Description of the task. Extract every line of the material below and reproduce it faithfully.

-------

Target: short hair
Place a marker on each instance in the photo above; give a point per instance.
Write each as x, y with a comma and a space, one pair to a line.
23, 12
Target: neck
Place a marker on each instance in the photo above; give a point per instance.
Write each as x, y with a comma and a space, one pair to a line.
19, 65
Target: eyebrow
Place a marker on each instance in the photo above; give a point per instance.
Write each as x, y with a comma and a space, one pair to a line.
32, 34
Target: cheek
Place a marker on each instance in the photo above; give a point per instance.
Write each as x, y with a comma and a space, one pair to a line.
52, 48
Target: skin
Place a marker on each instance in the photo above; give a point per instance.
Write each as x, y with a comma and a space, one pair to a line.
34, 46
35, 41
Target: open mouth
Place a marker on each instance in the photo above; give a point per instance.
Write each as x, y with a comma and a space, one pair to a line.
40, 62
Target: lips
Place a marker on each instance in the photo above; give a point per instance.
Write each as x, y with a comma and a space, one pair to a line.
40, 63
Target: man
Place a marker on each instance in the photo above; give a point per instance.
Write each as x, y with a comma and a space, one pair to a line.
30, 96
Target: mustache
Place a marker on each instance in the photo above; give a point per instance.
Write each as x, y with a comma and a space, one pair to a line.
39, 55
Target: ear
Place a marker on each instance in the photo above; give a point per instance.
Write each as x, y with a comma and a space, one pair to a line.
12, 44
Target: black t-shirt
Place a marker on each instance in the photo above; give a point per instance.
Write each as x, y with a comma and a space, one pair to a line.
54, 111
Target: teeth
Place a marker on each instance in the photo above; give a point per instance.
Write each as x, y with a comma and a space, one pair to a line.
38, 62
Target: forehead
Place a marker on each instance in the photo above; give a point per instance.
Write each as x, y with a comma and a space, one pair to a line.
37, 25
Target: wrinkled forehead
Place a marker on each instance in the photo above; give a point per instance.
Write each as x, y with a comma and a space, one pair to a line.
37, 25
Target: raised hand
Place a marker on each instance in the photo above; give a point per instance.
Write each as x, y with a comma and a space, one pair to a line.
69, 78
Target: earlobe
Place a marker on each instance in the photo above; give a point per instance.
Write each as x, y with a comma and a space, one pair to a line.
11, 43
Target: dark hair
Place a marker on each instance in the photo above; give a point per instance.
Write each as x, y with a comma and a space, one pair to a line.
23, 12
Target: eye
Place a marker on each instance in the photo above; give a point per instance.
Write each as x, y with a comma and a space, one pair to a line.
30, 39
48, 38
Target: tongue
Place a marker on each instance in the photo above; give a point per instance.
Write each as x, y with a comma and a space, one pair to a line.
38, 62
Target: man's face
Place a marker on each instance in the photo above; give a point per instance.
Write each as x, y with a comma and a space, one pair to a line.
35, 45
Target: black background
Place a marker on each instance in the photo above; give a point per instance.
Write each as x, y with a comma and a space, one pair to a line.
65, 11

-------

Finished exercise.
Target: short hair
Place a marker on each instance in the photo above; give a point per instance.
Write each as x, y with a comma and a space, one pair to a line.
23, 12
Target: neck
Place a marker on each instance in the photo above; give a point per instance.
Write each as x, y with a comma and a space, one pair to a line.
19, 65
Target: eyebrow
Place a marker on each instance in the photo above; give a point per instance.
Write each as x, y with a comma and a space, one pair to a line.
32, 34
Target: cheek
Place a marker on each instance in the photo above; give a point per instance.
Write each as x, y with a comma and a space, one pair to a line.
52, 48
Target: skin
Place a marker on each instance in the photo above; give a point per instance.
Write each as x, y with a comma and a space, one pair to a line.
34, 46
35, 41
Target: open mouth
Place a marker on each instance in the photo above; give a point per instance.
Write each as x, y with a comma and a space, one pair to a line.
40, 62
Target: lips
Place a marker on each instance in the photo above; give a point per instance.
Write each as x, y with a comma and a space, one pair to a line.
40, 63
Target: man
Place a marker on each instance in the photo above; give a point per instance.
Write each as x, y with a comma and a space, one pair to a line.
30, 96
Target: mustache
Place a marker on each instance in the photo above; give a point per instance.
Write each as x, y with a comma and a space, one pair to a line.
39, 55
Target: ear
Place a marker on each instance in the photo above; give a point per instance.
Write each as x, y with a comma and a space, one pair to a line.
12, 44
Target: black t-shirt
Place a marker on each instance in the photo above; give a point per instance.
Write each as x, y with a comma and a space, one pair to a line.
54, 111
Target: teeth
Place a marker on each instance in the photo above; give a point per instance.
Write each as x, y with a comma and a space, one pair to a line.
38, 62
Target: forehead
Place a marker on each instance in the photo above; give a point per instance.
Write each as x, y with a comma and a space, one pair to a line.
37, 25
Target: wrinkled forehead
Place a marker on each instance in the photo above; give a point per instance.
Write each as x, y with a comma and a space, one pair to a line.
37, 25
Target: raised hand
Place a marker on each instance in the photo above; give a point per instance.
Write each as x, y with a comma and a space, one pair to a line.
69, 78
Target: earlobe
Place a marker on each instance in the photo above; give a point per instance.
Write each as x, y with a comma and a space, one pair to a line.
11, 43
Target: dark hair
Place a marker on each instance in the photo above; give a point per instance.
Write each as x, y with a comma and a space, one pair to a line.
23, 12
Target: eye
Place a marker on each instance in the photo above; give a point per instance.
Write each as x, y with a comma and a space, one pair to a line.
30, 39
48, 38
Target: tongue
Place a marker on each instance in the photo above; give a point per instance.
Write each as x, y with a comma and a space, one pair to a line.
38, 62
Target: man's face
Place a marker on each instance in the photo above; give a point per instance.
Write each as x, y with a comma and a space, one pair to a line.
35, 45
Target: black background
Place a marker on each instance in the photo above; give a point per instance.
Write each as x, y with a comma and a space, one pair to a line.
65, 11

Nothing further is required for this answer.